STORED ROWS =>
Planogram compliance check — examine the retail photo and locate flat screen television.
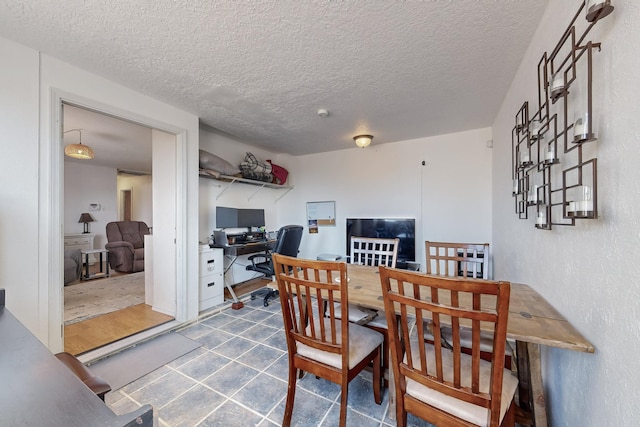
[347,218,416,268]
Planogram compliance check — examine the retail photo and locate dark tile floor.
[106,299,430,427]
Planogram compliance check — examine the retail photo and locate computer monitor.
[238,209,265,227]
[216,206,239,228]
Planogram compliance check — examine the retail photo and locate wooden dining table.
[340,264,595,427]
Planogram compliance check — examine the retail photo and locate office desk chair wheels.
[251,288,278,307]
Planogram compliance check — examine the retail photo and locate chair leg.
[500,399,516,427]
[340,376,349,427]
[282,359,302,427]
[373,347,384,405]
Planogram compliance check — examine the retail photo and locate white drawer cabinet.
[64,233,96,264]
[199,246,224,311]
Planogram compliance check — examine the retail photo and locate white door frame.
[46,89,188,351]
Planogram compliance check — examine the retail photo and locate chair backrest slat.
[425,240,489,280]
[273,254,349,366]
[380,267,510,425]
[350,237,400,268]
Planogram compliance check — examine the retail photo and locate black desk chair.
[247,225,303,307]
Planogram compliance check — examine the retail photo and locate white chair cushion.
[298,318,383,369]
[405,338,518,426]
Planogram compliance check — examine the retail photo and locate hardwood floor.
[64,304,173,356]
[64,264,271,356]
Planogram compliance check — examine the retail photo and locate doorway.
[61,102,176,355]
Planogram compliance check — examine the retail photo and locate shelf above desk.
[199,170,293,202]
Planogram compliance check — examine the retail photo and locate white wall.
[493,0,640,427]
[0,38,39,331]
[114,175,153,227]
[0,38,198,351]
[151,130,176,316]
[278,128,491,265]
[64,162,118,249]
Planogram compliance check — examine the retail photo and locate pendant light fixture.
[353,135,373,148]
[64,129,95,160]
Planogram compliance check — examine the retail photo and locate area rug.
[64,271,144,325]
[90,332,200,390]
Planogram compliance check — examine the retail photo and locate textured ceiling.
[0,0,547,155]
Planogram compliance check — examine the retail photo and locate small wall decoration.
[307,202,336,226]
[511,0,613,230]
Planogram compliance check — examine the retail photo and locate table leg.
[105,251,109,277]
[100,252,102,273]
[222,256,244,310]
[516,341,548,427]
[84,254,91,280]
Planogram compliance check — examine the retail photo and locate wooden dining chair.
[380,267,518,427]
[338,237,400,370]
[425,240,513,369]
[272,254,383,426]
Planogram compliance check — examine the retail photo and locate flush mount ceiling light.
[64,129,95,160]
[353,135,373,148]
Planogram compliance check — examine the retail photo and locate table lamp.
[78,212,95,234]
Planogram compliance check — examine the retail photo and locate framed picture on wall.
[307,202,336,227]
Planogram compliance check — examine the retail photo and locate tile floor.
[106,299,430,427]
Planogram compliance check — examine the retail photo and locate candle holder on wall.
[511,0,613,230]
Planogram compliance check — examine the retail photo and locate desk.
[347,264,595,427]
[0,289,153,427]
[211,239,276,308]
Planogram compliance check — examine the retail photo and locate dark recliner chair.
[247,225,303,307]
[104,221,151,273]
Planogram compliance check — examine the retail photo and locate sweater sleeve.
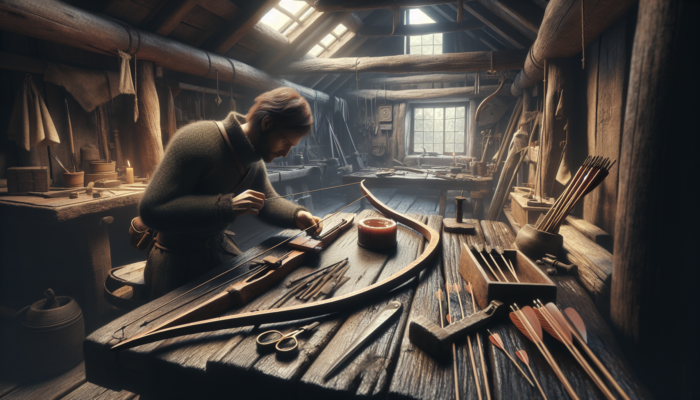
[139,124,234,233]
[251,161,308,228]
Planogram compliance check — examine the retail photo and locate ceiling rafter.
[204,0,280,54]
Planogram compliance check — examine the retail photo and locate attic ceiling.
[66,0,547,94]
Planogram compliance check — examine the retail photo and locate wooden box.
[510,192,550,227]
[459,244,557,309]
[7,167,51,193]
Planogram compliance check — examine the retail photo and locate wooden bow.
[112,182,440,350]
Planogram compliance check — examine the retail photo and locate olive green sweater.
[139,112,306,237]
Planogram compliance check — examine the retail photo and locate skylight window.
[261,0,315,36]
[406,8,442,54]
[308,24,349,57]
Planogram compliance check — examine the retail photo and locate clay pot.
[22,289,85,376]
[63,171,85,188]
[515,224,564,260]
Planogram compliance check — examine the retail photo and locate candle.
[126,160,134,183]
[357,218,396,249]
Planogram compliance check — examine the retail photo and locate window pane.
[433,132,442,143]
[333,24,348,36]
[261,8,290,32]
[434,119,443,132]
[282,22,299,35]
[308,45,323,57]
[280,0,306,15]
[299,8,316,21]
[321,33,335,47]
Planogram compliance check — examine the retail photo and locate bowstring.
[112,195,367,338]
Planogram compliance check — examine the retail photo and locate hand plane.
[408,300,508,356]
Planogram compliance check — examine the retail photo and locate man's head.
[247,87,314,163]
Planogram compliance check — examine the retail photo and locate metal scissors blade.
[323,301,401,379]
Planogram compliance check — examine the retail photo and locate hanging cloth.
[44,63,121,112]
[7,74,61,151]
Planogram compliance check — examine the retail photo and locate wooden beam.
[478,0,544,41]
[0,0,329,102]
[342,85,498,101]
[314,0,455,11]
[0,51,46,74]
[147,0,200,36]
[285,50,527,75]
[357,20,484,37]
[204,0,280,54]
[510,0,637,96]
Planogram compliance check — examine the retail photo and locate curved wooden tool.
[408,300,508,355]
[112,182,440,350]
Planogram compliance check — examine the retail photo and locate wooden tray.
[459,244,557,309]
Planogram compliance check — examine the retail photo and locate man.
[139,88,322,299]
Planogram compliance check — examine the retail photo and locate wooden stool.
[104,261,148,310]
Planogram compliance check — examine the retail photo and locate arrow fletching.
[515,350,530,365]
[489,331,506,351]
[564,307,588,343]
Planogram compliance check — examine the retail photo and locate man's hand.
[294,211,323,236]
[231,190,265,217]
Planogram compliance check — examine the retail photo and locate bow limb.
[112,181,440,350]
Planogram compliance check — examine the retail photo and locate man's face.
[255,131,303,163]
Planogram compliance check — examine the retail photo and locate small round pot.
[22,296,85,376]
[357,218,397,250]
[63,171,85,188]
[515,224,564,260]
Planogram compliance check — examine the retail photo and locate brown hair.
[246,87,314,135]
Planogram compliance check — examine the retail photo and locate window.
[261,0,315,36]
[406,8,442,54]
[307,24,348,57]
[411,104,467,156]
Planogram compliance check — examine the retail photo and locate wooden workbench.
[85,210,650,399]
[343,169,492,217]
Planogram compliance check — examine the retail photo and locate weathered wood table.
[343,169,492,217]
[84,210,650,399]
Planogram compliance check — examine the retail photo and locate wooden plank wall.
[573,7,636,235]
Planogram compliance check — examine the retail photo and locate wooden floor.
[0,189,651,400]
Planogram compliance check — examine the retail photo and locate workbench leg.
[440,190,447,218]
[83,217,114,327]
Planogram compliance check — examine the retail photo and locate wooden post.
[467,99,481,161]
[535,58,573,197]
[136,61,163,176]
[610,0,700,399]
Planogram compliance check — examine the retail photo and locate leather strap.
[214,121,246,178]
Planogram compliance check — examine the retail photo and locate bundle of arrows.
[510,300,629,400]
[535,156,616,233]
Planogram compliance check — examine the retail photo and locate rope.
[112,195,367,338]
[581,0,586,69]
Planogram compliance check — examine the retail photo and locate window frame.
[408,101,469,157]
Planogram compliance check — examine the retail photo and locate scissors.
[255,321,319,352]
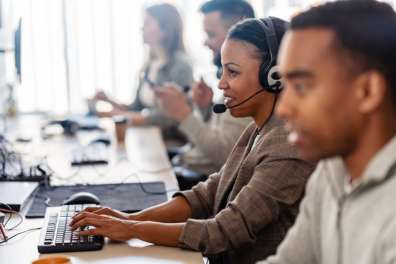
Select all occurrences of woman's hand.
[155,84,192,122]
[79,207,129,220]
[70,211,136,241]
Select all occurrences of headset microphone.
[212,104,227,114]
[212,89,264,114]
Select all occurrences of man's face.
[277,28,362,160]
[203,11,228,56]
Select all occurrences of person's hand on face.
[191,78,213,108]
[93,91,110,102]
[155,84,191,122]
[70,211,136,241]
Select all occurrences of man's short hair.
[200,0,254,25]
[290,0,396,101]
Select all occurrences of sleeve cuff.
[179,219,207,251]
[172,190,205,218]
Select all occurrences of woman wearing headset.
[71,18,313,263]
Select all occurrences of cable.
[0,202,14,226]
[0,227,41,245]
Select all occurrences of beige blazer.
[176,116,314,263]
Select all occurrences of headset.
[213,17,283,114]
[256,17,283,94]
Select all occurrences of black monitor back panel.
[26,182,167,218]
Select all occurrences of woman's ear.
[356,70,387,113]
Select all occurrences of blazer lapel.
[214,125,256,214]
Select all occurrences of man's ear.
[355,70,387,114]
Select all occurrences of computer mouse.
[90,137,111,146]
[63,192,100,205]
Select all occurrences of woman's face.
[219,39,268,117]
[143,14,164,47]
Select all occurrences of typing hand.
[79,207,129,220]
[191,78,213,108]
[70,211,136,241]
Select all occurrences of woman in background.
[94,3,193,140]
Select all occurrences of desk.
[0,115,203,264]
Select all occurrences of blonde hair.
[146,3,184,58]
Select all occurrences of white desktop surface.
[0,115,204,264]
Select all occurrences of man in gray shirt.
[260,0,396,264]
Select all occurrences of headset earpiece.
[257,17,283,94]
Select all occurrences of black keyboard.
[71,143,109,166]
[37,204,104,253]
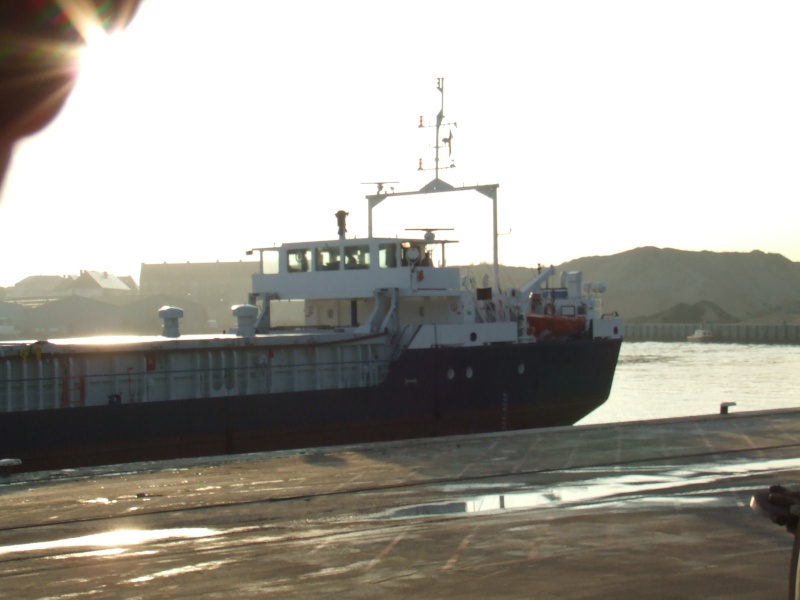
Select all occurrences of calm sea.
[579,342,800,425]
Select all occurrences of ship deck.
[0,410,800,599]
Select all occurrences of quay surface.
[0,410,800,600]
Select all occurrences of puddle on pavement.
[370,458,800,519]
[0,527,222,556]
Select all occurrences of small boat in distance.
[686,324,714,342]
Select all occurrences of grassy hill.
[462,247,800,325]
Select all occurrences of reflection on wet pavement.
[369,458,800,519]
[0,527,220,555]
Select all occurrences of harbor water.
[579,341,800,425]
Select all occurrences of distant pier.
[624,323,800,344]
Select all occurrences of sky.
[0,0,800,286]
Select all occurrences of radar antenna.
[361,181,400,194]
[417,77,458,179]
[406,227,453,244]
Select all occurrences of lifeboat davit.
[527,314,586,337]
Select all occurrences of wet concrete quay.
[0,410,800,599]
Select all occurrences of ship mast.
[367,77,501,292]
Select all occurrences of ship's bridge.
[253,236,460,300]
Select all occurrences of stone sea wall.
[624,323,800,344]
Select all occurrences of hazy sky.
[0,0,800,286]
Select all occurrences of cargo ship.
[0,80,622,470]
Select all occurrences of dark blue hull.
[0,339,621,470]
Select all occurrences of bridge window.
[344,244,369,269]
[378,244,397,269]
[314,246,339,271]
[287,248,311,273]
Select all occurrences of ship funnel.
[158,306,183,337]
[233,304,258,337]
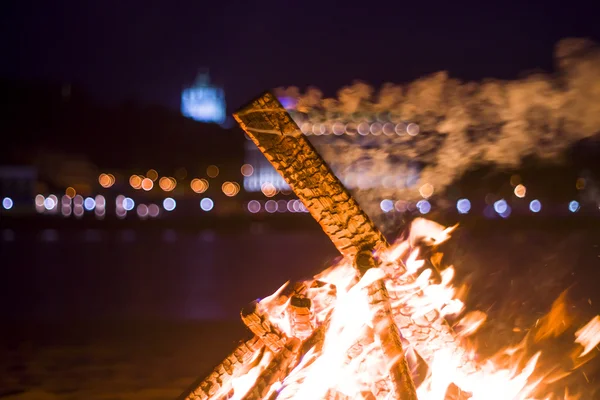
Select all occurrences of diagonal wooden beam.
[233,92,417,400]
[233,92,387,260]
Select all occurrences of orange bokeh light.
[158,176,177,192]
[141,178,154,192]
[260,182,277,197]
[146,169,158,182]
[515,184,527,199]
[98,174,115,188]
[129,175,142,189]
[195,178,208,193]
[221,182,240,197]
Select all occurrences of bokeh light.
[146,169,158,182]
[200,197,215,211]
[73,206,83,218]
[94,194,106,210]
[35,194,46,207]
[370,122,383,136]
[142,178,154,192]
[260,182,277,197]
[382,122,396,136]
[158,176,177,192]
[419,183,433,199]
[44,196,56,211]
[83,197,96,211]
[417,200,431,214]
[115,207,127,219]
[190,178,209,193]
[456,199,471,214]
[331,122,344,136]
[248,200,261,214]
[221,182,240,197]
[406,123,421,136]
[148,204,160,218]
[65,186,77,200]
[60,205,72,217]
[356,122,369,136]
[394,122,406,136]
[129,175,142,189]
[2,197,15,210]
[94,207,106,219]
[510,174,521,186]
[163,197,177,211]
[241,164,254,176]
[206,165,219,178]
[98,174,115,188]
[569,200,579,212]
[123,197,135,211]
[529,199,542,212]
[494,199,508,214]
[394,200,408,212]
[379,199,394,212]
[265,200,277,214]
[515,184,527,199]
[277,200,287,212]
[136,204,148,218]
[499,204,512,218]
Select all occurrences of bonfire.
[185,93,600,400]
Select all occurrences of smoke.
[276,39,600,220]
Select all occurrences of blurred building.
[181,71,226,124]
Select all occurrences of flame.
[213,219,600,400]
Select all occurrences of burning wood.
[179,93,600,400]
[185,337,264,400]
[241,301,287,353]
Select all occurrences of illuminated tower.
[181,70,226,124]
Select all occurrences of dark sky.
[0,0,600,111]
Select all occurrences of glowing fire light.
[201,219,600,400]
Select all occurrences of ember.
[180,93,600,400]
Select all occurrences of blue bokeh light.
[529,199,542,212]
[163,197,177,211]
[456,199,471,214]
[569,200,579,212]
[83,197,96,211]
[494,199,508,215]
[379,199,394,212]
[2,197,15,210]
[498,204,512,218]
[200,197,215,211]
[417,200,431,214]
[123,197,135,211]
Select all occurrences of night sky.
[0,0,600,111]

WRITTEN INSTRUCTION =>
Repeat the lines from the one containing "Select all occurrences of bonfire." through the end of the listing, exactly and without any other lines; both ends are included.

RESULT =>
Select all occurrences of bonfire.
[185,93,600,400]
Select all occurrences of smoke.
[276,39,600,220]
Select all occurrences of blurred building.
[181,71,226,124]
Select all occurrences of flame.
[213,219,600,400]
Select all occurrences of burning wood.
[179,93,600,400]
[185,337,264,400]
[241,301,287,353]
Select all occurrences of illuminated tower.
[181,70,226,124]
Select all occurrences of dark sky.
[0,0,600,111]
Select all occurrences of glowing fire light.
[201,219,600,400]
Select all occurrences of ember.
[180,93,600,400]
Select all occurrences of blue bokeh light.
[529,199,542,212]
[163,197,177,211]
[456,199,471,214]
[569,200,579,212]
[83,197,96,211]
[494,199,508,215]
[379,199,394,212]
[2,197,15,210]
[498,204,512,218]
[200,197,215,211]
[417,200,431,214]
[123,197,135,211]
Select all occurrences of night sky.
[0,0,600,111]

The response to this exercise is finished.